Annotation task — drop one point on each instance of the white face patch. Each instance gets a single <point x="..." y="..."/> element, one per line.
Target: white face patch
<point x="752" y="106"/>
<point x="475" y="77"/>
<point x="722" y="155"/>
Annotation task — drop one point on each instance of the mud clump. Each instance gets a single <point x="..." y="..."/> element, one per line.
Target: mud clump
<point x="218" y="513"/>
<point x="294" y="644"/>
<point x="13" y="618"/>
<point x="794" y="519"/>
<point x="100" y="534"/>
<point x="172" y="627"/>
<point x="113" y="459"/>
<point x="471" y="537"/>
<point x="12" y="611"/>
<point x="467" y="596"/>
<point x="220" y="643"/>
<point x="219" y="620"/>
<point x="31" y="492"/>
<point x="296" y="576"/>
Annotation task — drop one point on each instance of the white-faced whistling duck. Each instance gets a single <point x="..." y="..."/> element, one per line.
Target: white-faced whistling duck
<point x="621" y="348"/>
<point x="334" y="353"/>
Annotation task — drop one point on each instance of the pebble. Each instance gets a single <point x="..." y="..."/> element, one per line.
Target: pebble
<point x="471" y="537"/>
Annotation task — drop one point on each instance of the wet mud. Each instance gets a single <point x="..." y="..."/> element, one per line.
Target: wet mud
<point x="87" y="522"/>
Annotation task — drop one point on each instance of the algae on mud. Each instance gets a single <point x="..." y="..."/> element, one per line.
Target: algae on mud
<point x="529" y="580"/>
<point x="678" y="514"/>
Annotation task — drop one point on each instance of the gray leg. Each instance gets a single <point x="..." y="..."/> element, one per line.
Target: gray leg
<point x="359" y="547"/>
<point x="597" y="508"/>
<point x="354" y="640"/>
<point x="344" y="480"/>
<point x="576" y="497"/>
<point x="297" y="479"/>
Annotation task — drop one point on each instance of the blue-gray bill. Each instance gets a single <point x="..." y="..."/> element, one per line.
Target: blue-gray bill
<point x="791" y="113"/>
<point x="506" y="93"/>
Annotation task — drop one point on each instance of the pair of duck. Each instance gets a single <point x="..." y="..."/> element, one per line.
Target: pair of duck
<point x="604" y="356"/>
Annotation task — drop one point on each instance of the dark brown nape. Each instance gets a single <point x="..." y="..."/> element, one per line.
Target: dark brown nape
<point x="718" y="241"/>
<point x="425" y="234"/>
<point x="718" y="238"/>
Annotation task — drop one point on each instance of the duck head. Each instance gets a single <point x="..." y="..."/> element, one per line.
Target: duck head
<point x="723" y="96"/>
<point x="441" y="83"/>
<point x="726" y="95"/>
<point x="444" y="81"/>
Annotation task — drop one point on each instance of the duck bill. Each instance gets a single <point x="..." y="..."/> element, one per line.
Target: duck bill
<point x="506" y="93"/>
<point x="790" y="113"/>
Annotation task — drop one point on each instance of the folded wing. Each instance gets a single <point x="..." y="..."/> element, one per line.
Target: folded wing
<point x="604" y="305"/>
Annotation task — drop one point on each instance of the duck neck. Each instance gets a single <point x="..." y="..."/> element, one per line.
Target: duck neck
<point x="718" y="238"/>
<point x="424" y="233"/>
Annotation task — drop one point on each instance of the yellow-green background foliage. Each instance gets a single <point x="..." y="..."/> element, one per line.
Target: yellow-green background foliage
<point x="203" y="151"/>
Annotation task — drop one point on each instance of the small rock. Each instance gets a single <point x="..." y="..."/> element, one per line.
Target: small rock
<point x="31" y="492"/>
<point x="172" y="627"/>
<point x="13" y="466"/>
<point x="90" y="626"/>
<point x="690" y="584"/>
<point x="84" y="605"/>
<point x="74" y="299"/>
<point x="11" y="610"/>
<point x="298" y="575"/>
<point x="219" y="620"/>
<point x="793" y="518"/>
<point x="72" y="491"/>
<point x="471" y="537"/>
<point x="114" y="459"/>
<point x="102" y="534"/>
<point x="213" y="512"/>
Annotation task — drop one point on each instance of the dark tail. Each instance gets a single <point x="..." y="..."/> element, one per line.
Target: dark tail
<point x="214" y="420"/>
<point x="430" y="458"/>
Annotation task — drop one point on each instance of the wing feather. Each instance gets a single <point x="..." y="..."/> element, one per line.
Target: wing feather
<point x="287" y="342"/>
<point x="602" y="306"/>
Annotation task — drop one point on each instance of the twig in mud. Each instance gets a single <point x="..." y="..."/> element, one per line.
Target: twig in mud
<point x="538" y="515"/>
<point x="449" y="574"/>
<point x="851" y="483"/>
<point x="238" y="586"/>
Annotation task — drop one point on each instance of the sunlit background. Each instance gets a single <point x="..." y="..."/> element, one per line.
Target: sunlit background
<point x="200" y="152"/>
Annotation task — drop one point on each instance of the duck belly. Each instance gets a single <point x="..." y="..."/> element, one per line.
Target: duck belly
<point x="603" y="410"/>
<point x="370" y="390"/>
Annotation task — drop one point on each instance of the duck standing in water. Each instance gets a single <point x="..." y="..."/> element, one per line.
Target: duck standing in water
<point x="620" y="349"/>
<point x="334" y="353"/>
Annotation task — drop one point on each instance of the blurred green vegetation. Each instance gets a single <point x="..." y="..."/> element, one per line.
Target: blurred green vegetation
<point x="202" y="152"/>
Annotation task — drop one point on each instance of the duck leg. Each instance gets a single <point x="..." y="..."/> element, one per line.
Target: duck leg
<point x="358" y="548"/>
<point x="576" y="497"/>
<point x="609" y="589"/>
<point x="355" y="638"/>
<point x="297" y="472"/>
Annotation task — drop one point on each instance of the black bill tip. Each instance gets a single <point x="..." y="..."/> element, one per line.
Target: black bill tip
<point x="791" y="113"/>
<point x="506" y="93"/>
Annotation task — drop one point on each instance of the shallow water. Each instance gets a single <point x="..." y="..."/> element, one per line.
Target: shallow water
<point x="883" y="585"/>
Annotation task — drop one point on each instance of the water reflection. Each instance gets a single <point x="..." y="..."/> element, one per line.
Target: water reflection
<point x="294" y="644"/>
------------------------------------------------------------------------
▶ EXERCISE OBJECTIVE: Print all the data exactly.

▶ RESPONSE TO THIS TASK:
Annotation task — drop one point on each instance of the white face patch. Each instance gets a single <point x="..." y="..."/> element, one per line.
Target: white face patch
<point x="752" y="106"/>
<point x="475" y="77"/>
<point x="722" y="155"/>
Annotation task — drop one point on each instance of the mud clump. Each instance gets a single <point x="..." y="..."/> element, one per line.
Target: mud clump
<point x="218" y="513"/>
<point x="294" y="644"/>
<point x="13" y="618"/>
<point x="794" y="519"/>
<point x="100" y="534"/>
<point x="172" y="627"/>
<point x="113" y="459"/>
<point x="471" y="537"/>
<point x="12" y="611"/>
<point x="467" y="596"/>
<point x="220" y="643"/>
<point x="219" y="620"/>
<point x="31" y="492"/>
<point x="296" y="576"/>
Annotation task — drop one point on each instance of the white-faced whistling duck. Each instance gets a single <point x="..." y="..."/> element, one per line.
Target: white-faced whistling duck
<point x="621" y="348"/>
<point x="334" y="353"/>
Annotation task — drop one point on each instance of the pebble. Each instance gets a single <point x="..." y="..."/> element, one per line.
Target: pebble
<point x="471" y="537"/>
Annotation task — drop one point on each instance of the wet mud. Each instance gets a single <point x="..." y="..."/> element, one per line.
Target: wet mud
<point x="87" y="522"/>
Annotation task — drop one point on each instance of the algae on mud. Each instance gets a single <point x="..." y="..."/> element, one per line.
Target: algae on mud
<point x="529" y="580"/>
<point x="678" y="514"/>
Annotation task — drop one point on each instance of the gray leg. Each instance gets a single <point x="..." y="..."/> element, one per line.
Target: gray leg
<point x="359" y="547"/>
<point x="597" y="508"/>
<point x="354" y="640"/>
<point x="344" y="480"/>
<point x="576" y="497"/>
<point x="297" y="479"/>
Annotation task — drop one point on each instance of the blue-gray bill. Each instance gets a single <point x="..." y="..."/> element, one per line.
Target: blue-gray bill
<point x="791" y="113"/>
<point x="506" y="93"/>
Annotation task — drop one point on each instance of the pair of duck. Each instance gets a single <point x="..." y="..."/> element, one per line.
Target: pair of duck
<point x="604" y="356"/>
Annotation task — drop one point on each instance of the dark brown nape. Each instance gets a single <point x="..." y="..."/> element, one per line.
Target: dark brown nape
<point x="718" y="241"/>
<point x="425" y="234"/>
<point x="718" y="238"/>
Annotation task — drop one point on each instance of the duck head. Each instance gets a single <point x="..." y="..."/> element, one per line.
Target: duck head
<point x="723" y="96"/>
<point x="441" y="83"/>
<point x="726" y="95"/>
<point x="444" y="81"/>
Annotation task — drop one point on each instance of the duck bill. Each instance gets a single <point x="..." y="..."/> element, one per line.
Target: duck bill
<point x="506" y="93"/>
<point x="790" y="113"/>
Annotation task — drop one point on each instance of the folded wing. Each instance gets a single <point x="..." y="..."/> element, one per line.
Target: folded wing
<point x="604" y="305"/>
Annotation task — drop one point on each instance of the duck neck. Each instance gets a single <point x="..." y="..."/> element, one per line.
Target: duck neck
<point x="718" y="238"/>
<point x="424" y="233"/>
Annotation task — drop one point on each instance of the yellow-green background foliage. Each instance gets a single <point x="..." y="..."/> element, one per line.
Target: yellow-green background foliage
<point x="203" y="151"/>
Annotation task — drop one point on each instance of the small rock. Each instance gets a single <point x="..." y="..."/> element, one per line.
Target: small rock
<point x="31" y="492"/>
<point x="172" y="627"/>
<point x="13" y="466"/>
<point x="90" y="626"/>
<point x="690" y="584"/>
<point x="84" y="605"/>
<point x="74" y="299"/>
<point x="11" y="610"/>
<point x="298" y="575"/>
<point x="219" y="620"/>
<point x="793" y="518"/>
<point x="72" y="491"/>
<point x="471" y="537"/>
<point x="114" y="459"/>
<point x="102" y="534"/>
<point x="213" y="512"/>
Annotation task — drop one point on each instance of the dark tail. Each instance gets a single <point x="..." y="..."/> element, one per line.
Target: dark tail
<point x="214" y="420"/>
<point x="430" y="458"/>
Annotation task — drop one point on each instance of the wing feather. Each instance gets a single <point x="..." y="..."/> element, one per line.
Target: wing feather
<point x="287" y="342"/>
<point x="602" y="306"/>
Annotation task — drop one point on each instance of the twig in mud. Each instance gets a single <point x="..." y="..."/> element, one per line.
Target: twig in mud
<point x="538" y="515"/>
<point x="449" y="574"/>
<point x="851" y="483"/>
<point x="238" y="586"/>
Annotation task — drop one point on each instance of the sunlit background. Each instance gets a single <point x="..." y="..."/> element, one per line.
Target: sunlit background
<point x="200" y="152"/>
Annotation task — drop one point on each instance of the duck belly. Each instance gets a single <point x="..." y="..."/> element, one per line.
Target: duck belly
<point x="603" y="410"/>
<point x="370" y="390"/>
Annotation task — drop one point on each instance of the duck standing in water. Each instance gets a single <point x="..." y="..."/> element, one per line.
Target: duck standing in water
<point x="620" y="349"/>
<point x="334" y="353"/>
Annotation task — drop one point on each instance of the blurred green vegetation. Each instance gets a single <point x="..." y="..."/> element, one per line.
Target: blurred green vegetation
<point x="202" y="152"/>
Annotation task — drop one point on each instance of the duck leg. Each instance gets a single <point x="..." y="..."/> element, one per line.
Target: duck leg
<point x="358" y="548"/>
<point x="576" y="497"/>
<point x="609" y="589"/>
<point x="355" y="638"/>
<point x="297" y="472"/>
Annotation task — drop one point on each instance of the black bill tip. Each instance gets a single <point x="..." y="..."/> element, one per line.
Target: black bill tip
<point x="791" y="113"/>
<point x="506" y="93"/>
Annotation task — drop one point on each instance of the shallow water. Each instance gets a single <point x="..." y="..."/> element, one per line.
Target: shallow water
<point x="883" y="585"/>
Annotation task — drop one point on each instance of the water reflection. Each instance gets a single <point x="..." y="..."/> element, one per line.
Target: water reflection
<point x="294" y="644"/>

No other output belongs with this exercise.